(Extract):
_ _ _ _

Working hypothesis of the hierarchical cytokine network in patients with RA. White boxes indicate cells. Light gray box indicates autoantibody. Dark gray boxes indicate targeted treatments and methotrexate (MTX). RF, rheumatoid factor; AMPA, anti-modified protein antibody; SL, sublining in synovial tissues; LL, lining in synovial tissues. *Not approved in Japan

Future perspectives for understanding the molecular mechanisms of RA and other IMID

There are several issues that warrant further consideration. First, among the mentioned molecular targets, it is important to consider the balance between the risks and benefits of their use in clinical practice. Some topics for discussion may include the prevention of disease [63], clinical sequence of the targeted therapy [61], monotherapy or combination therapy [64], tapering [65], and difficult-to-treat patients [66]. Among these, evaluating the balance between risks and benefits may be particularly important for determining the clinical sequence for guidelines or recommendations as discussed in the previous section. Although the molecular explanation for the observations and whether or not they are due to class effects or off-targets of the particular chemical compounds remain unclear, this clinical information may have a strong impact on treatment sequence.

Second, findings obtained from targeted treatments have primarily been examined in those with established disease. Thus, while the hypotheses proposed above, such as the hierarchical cytokine network in RA patients, may be applicable to established disease, they should be further investigated in those in the early stages of disease, such as MTX-naïve or even pre-disease stage RA patients [6770].

Third, more research is needed to understand the molecular changes arising from targeted treatment in IMID. Muti-omics analysis of the peripheral blood of patients treated with MTX, anti-TNF, and anti-IL-6R has revealed the molecular signatures of RA patients, introducing new concepts of molecular remission and molecular residual signatures in RA [71].

Finally, use of emerging techniques such as single-cell spatial transcriptomics, mass cytometry, fate-mapping, and in vivo imaging to examine inflammatory tissues from both arthritis model animals and human clinical samples is providing an enormous amount of new information on IMID. These methods have enabled a more precise and clearer understanding of the molecular events occurring in synovial biopsy samples from untreated patients with active RA [72]. For example, we now know that TNFα is produced from synovial T cells, B cells, and macrophages, and that it transmits signals onto cells that express TNF receptor. Furthermore, the cells expressing TNF receptor have been identified as synovial fibroblasts and macrophages. On stimulation with TNFα, synovial fibroblasts produce IL-6 and matrix metalloproteinases and express RANKL, which leads to joint destruction, consistent with the efficacy of anti-RANKL treatment for inhibiting erosion in RA patients [73]. While these results suggest the presence of a hierarchical TNF-IL-6 axis in early and untreated active RA in the synovium, further information is needed to determine whether TNF or IL-6 may be first to hit this cytokine axis by obtaining information from biopsy samples after targeted treatment. In addition, recent research has discovered a new T-cell subset, designated T peripheral helper cells (Tph) [74], Thy-1(CD90)+/− subsets of fibroblasts [75], tissue-resident-protective macrophages [76], MerTk+/− monocytes subsets [77], and arthritis-associated osteoclastogenic macrophages (AtoM) [78] in synovial samples, and factors driving the process [79, 80], indicating that investigations focused on sites of inflammation can provide deep insight into disease pathogenesis. The molecular network models proposed by the information are depicted in Fig. 5.

_ _ _ _

Dataset items:

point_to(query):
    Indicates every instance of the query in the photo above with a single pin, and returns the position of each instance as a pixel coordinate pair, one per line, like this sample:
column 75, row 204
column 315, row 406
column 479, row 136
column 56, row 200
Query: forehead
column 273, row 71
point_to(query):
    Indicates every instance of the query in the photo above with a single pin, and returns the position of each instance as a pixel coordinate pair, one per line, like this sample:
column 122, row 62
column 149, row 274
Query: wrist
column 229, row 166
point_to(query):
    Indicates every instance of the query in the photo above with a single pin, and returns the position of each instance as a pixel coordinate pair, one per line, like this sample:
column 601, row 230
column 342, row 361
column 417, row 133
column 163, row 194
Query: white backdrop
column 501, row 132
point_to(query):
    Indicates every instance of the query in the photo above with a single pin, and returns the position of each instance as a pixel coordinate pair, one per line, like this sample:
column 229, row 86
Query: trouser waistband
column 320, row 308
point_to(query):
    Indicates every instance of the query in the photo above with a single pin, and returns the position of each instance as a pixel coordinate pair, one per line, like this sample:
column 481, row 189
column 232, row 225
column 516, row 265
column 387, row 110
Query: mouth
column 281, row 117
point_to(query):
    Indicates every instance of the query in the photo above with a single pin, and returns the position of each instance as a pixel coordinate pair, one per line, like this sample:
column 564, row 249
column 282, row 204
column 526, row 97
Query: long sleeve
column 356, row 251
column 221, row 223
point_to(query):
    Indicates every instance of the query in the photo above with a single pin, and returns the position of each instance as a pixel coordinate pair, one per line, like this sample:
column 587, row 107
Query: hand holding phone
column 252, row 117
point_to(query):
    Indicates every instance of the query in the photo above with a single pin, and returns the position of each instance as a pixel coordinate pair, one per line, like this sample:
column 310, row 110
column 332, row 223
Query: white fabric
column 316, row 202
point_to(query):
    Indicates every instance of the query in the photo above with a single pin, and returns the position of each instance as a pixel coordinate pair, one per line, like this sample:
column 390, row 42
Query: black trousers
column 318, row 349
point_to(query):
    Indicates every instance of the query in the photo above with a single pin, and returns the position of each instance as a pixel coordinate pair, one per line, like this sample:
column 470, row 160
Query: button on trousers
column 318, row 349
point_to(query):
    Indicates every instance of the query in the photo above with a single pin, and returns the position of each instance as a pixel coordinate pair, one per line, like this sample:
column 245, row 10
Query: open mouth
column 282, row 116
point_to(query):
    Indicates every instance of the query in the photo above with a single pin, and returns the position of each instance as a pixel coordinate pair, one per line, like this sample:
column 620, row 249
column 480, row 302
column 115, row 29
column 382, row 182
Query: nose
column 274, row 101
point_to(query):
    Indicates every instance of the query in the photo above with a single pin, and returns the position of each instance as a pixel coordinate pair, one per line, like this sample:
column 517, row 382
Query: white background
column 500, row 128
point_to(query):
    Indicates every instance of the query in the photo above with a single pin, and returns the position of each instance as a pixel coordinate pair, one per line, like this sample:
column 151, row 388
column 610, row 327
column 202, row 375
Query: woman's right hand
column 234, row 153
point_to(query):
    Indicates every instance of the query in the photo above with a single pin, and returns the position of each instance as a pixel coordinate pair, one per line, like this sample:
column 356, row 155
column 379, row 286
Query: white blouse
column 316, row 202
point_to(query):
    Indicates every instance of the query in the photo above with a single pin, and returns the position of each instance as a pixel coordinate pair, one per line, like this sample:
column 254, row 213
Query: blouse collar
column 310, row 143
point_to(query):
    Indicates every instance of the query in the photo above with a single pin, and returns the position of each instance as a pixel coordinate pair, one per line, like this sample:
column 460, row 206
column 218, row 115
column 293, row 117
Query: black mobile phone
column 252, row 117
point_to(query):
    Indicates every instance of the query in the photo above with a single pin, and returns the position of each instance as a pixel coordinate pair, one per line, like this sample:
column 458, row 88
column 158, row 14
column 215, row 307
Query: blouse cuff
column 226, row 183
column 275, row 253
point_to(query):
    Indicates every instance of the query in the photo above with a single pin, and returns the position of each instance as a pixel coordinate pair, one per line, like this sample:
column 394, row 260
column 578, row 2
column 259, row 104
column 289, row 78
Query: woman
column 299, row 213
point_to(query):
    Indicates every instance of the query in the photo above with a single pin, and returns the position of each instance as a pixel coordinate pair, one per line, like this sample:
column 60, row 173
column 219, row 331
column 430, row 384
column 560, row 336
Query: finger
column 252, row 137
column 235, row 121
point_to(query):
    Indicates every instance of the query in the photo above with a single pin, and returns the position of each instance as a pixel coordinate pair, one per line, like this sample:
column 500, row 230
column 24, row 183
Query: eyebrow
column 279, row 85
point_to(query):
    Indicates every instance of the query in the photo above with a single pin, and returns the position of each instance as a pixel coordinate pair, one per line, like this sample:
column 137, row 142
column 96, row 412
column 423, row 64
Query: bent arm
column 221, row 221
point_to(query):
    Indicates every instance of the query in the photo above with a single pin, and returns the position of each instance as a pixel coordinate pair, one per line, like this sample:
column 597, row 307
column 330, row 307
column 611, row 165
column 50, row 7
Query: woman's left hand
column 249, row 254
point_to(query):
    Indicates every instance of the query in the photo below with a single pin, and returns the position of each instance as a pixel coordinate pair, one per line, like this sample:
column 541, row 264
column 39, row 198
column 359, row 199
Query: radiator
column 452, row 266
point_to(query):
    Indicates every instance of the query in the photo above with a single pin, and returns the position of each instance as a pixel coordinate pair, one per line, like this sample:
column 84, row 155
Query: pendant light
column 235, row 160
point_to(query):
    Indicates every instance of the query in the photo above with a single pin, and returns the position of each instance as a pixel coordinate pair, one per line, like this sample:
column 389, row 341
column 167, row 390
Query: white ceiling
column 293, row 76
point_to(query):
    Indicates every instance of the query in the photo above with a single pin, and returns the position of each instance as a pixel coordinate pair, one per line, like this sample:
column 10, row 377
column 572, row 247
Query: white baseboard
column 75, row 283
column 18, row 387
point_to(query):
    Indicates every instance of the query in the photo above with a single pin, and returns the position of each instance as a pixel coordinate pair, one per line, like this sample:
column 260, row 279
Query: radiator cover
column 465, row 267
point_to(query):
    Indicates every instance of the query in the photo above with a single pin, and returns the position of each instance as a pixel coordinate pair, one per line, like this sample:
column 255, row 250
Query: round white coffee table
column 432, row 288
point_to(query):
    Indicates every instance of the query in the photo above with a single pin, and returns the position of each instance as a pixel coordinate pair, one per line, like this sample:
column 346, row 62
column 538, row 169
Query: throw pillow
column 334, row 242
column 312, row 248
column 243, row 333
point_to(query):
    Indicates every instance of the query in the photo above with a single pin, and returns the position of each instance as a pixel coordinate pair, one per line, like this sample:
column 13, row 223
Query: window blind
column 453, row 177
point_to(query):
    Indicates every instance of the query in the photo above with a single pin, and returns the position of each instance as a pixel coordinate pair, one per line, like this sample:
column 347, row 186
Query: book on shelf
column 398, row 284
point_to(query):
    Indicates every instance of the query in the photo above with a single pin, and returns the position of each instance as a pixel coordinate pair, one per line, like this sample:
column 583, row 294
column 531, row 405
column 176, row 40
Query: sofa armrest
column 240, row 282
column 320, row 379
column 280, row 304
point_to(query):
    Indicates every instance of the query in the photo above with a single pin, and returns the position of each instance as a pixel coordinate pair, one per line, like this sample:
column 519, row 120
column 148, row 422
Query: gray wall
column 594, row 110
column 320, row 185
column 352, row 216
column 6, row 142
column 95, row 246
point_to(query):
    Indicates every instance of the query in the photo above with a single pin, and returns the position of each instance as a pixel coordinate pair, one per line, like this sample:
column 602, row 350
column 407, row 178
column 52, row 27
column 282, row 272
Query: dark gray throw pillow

_ _ _ _

(Complete the following):
1) Reproduce verbatim the passage of the rheumatoid arthritis excerpt starting with "Third, more research" and going on through "in RA [71].".
2) For each statement below, decide whether the rheumatoid arthritis excerpt supports it. Answer yes or no, and quote the deciding words of the excerpt. (a) TNFα is produced from synovial T cells, B cells, and macrophages. (b) Findings from targeted treatments have mainly been examined in patients in the early stages of disease. (c) It is already established whether TNF or IL-6 is first to hit the cytokine axis.
3) List every emerging technique that the rheumatoid arthritis excerpt names for examining inflammatory tissues.

(Solution list):
1)
Third, more research is needed to understand the molecular changes arising from targeted treatment in IMID. Muti-omics analysis of the peripheral blood of patients treated with MTX, anti-TNF, and anti-IL-6R has revealed the molecular signatures of RA patients, introducing new concepts of molecular remission and molecular residual signatures in RA [71].

2)
(a) Yes: "TNFα is produced from synovial T cells, B cells, and macrophages"
(b) No: "findings obtained from targeted treatments have primarily been examined in those with established disease"
(c) No: "further information is needed to determine whether TNF or IL-6 may be first to hit this cytokine axis"

3)
single-cell spatial transcriptomics
mass cytometry
fate-mapping
in vivo imaging